C' EST à la suite d'une forte « épidémie » de crises d'asthme, un soir d'octobre 1997, dans une île du sud de l'Australie, qu'une association avec un violent orage a été faite. Le soir de l'orage et le lendemain matin, 215 personnes se sont présentées aux urgences avec une crise d'asthme, dont 41 ont été hospitalisées. Presque toutes avaient un asthme allergique au seigle. Cet événement, et plusieurs observations identiques dans d'autres villes du sud de l'Australie, ont poussé une équipe de pneumologues de l'université de Sydney à reconsidérer le rôle de l'orage dans le déclenchement de crises d'asthme et à rechercher les mécanismes mis en jeu.

* **DONNÉES**:
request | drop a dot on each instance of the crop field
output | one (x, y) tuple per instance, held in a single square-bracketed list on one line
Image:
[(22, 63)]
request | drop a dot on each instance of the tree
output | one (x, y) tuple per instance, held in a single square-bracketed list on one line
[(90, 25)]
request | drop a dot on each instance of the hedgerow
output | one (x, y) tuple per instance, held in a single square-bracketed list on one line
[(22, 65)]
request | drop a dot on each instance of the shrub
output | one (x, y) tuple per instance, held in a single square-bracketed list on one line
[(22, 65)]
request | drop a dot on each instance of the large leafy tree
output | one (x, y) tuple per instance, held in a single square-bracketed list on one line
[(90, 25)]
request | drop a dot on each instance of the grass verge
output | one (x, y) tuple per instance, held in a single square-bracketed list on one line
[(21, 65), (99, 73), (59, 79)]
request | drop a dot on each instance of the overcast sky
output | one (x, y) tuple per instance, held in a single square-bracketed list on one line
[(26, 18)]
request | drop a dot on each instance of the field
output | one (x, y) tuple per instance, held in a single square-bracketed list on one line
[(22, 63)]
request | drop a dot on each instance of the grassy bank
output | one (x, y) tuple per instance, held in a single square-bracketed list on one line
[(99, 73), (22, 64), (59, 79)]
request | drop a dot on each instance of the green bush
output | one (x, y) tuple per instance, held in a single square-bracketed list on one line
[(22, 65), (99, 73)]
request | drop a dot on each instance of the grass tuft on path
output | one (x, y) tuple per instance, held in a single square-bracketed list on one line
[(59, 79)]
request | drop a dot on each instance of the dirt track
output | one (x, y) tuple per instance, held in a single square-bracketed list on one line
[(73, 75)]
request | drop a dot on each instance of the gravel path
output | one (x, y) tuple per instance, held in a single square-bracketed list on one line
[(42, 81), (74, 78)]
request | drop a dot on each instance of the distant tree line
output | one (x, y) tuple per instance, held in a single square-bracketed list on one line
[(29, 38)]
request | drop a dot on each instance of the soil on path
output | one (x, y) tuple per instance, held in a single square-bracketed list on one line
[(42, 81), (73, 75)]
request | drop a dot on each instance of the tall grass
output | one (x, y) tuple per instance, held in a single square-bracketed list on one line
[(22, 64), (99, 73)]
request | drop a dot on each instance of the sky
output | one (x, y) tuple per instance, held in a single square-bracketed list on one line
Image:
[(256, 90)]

* **CONSIGNES**:
Répondez à ces questions à l'aide du texte fourni.
1. En quel mois et en quelle année l'épidémie de crises d'asthme a-t-elle eu lieu ?
2. Combien de personnes se sont présentées aux urgences, et combien d'entre elles ont été hospitalisées ?
3. De quelle université venait l'équipe de pneumologues ?
Les items proviennent d'une source distincte du texte fourni.

* **CORRIGÉ**:
1. En octobre 1997.
2. 215 personnes se sont présentées aux urgences, et 41 ont été hospitalisées.
3. De l'université de Sydney.